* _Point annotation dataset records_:
##############################

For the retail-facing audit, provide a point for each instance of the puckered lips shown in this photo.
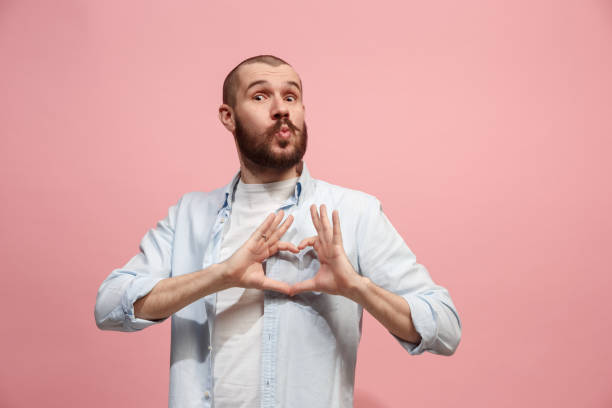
(284, 133)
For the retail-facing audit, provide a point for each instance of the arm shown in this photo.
(391, 310)
(142, 293)
(395, 289)
(243, 269)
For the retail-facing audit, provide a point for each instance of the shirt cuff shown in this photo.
(424, 321)
(138, 288)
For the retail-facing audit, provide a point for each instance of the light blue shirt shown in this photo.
(309, 341)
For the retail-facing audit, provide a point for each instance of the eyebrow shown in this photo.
(263, 81)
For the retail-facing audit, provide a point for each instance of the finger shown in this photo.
(277, 219)
(327, 231)
(337, 231)
(282, 229)
(307, 242)
(287, 246)
(303, 286)
(271, 284)
(315, 219)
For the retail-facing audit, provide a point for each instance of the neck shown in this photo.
(251, 173)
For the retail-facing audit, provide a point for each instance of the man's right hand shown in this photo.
(244, 268)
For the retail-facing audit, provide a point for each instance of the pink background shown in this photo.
(483, 127)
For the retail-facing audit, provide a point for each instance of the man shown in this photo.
(266, 278)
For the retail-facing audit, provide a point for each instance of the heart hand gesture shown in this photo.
(244, 268)
(336, 274)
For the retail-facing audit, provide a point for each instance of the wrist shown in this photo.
(224, 274)
(357, 289)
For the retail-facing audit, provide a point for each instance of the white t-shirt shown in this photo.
(236, 338)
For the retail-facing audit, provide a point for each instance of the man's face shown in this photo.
(269, 116)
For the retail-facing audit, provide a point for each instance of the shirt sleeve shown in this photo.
(386, 260)
(114, 308)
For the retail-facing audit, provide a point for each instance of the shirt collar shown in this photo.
(302, 187)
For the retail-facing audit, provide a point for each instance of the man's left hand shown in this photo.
(336, 275)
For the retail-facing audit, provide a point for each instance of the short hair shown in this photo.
(230, 85)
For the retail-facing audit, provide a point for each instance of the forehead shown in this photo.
(258, 71)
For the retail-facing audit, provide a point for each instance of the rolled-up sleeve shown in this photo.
(114, 309)
(386, 260)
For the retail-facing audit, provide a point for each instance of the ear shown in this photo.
(226, 116)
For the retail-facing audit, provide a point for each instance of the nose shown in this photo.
(279, 109)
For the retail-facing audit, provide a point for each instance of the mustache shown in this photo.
(280, 123)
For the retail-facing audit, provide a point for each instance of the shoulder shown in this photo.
(201, 199)
(344, 197)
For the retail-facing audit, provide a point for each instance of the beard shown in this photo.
(258, 148)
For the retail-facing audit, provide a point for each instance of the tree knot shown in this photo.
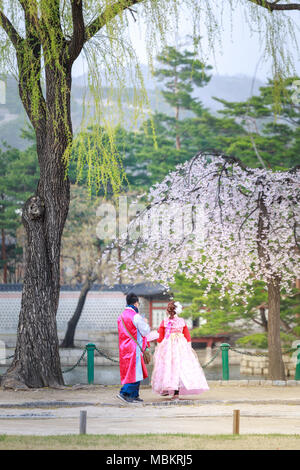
(35, 207)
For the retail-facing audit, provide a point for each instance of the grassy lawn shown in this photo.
(152, 442)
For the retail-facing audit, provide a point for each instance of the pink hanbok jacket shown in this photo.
(132, 365)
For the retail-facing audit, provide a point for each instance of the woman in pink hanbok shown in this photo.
(176, 366)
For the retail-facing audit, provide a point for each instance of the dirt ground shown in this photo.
(52, 412)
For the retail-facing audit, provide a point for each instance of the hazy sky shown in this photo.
(241, 52)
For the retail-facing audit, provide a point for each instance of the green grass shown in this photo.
(152, 442)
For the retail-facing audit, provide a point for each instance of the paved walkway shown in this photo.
(263, 409)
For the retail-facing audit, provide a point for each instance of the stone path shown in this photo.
(263, 409)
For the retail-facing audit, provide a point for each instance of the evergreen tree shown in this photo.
(181, 72)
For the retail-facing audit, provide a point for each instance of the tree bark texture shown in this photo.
(68, 341)
(37, 362)
(276, 365)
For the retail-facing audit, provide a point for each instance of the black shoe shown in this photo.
(124, 398)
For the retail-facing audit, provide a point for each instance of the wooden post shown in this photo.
(236, 421)
(82, 424)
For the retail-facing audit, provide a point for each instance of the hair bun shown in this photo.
(171, 309)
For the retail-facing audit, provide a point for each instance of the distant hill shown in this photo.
(230, 88)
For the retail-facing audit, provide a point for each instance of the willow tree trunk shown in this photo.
(36, 361)
(276, 365)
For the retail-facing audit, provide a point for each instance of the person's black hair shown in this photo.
(131, 298)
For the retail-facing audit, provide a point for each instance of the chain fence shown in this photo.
(217, 352)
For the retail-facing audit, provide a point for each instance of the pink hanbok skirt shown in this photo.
(176, 367)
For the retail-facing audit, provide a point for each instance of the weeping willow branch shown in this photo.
(77, 41)
(10, 30)
(108, 14)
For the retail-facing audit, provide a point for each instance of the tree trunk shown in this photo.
(4, 258)
(68, 341)
(263, 317)
(37, 362)
(276, 365)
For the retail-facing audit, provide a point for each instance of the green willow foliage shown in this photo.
(110, 54)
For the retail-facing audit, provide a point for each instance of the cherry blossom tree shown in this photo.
(216, 219)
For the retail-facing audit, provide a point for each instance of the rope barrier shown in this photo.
(77, 363)
(101, 353)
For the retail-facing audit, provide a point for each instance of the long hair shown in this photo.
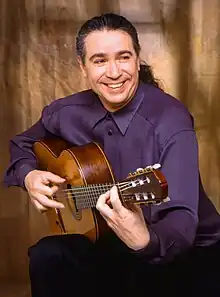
(111, 21)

##############################

Take the line containing "the tree trunk shown in this photo." and every line after it up to the end of the entries, and quote them exactly. Both ends count; the pictures do not.

For the retail-facing audit, provide a point for each instance of the tree trunk shown in this photo.
(4, 258)
(68, 341)
(263, 317)
(37, 362)
(276, 365)
For the retail-facing audit, provide a point for each instance of the green willow foliage shown in this photo.
(110, 54)
For the retail-facing audit, provide a point for each instance of the cherry blossom tree shown in this photo.
(216, 219)
For the retail-facing audit, provide a point for each instance of the rope barrier shown in this photo.
(77, 363)
(101, 353)
For the retail-facing audit, provide a point for each instance of the long hair shown in this photo.
(111, 21)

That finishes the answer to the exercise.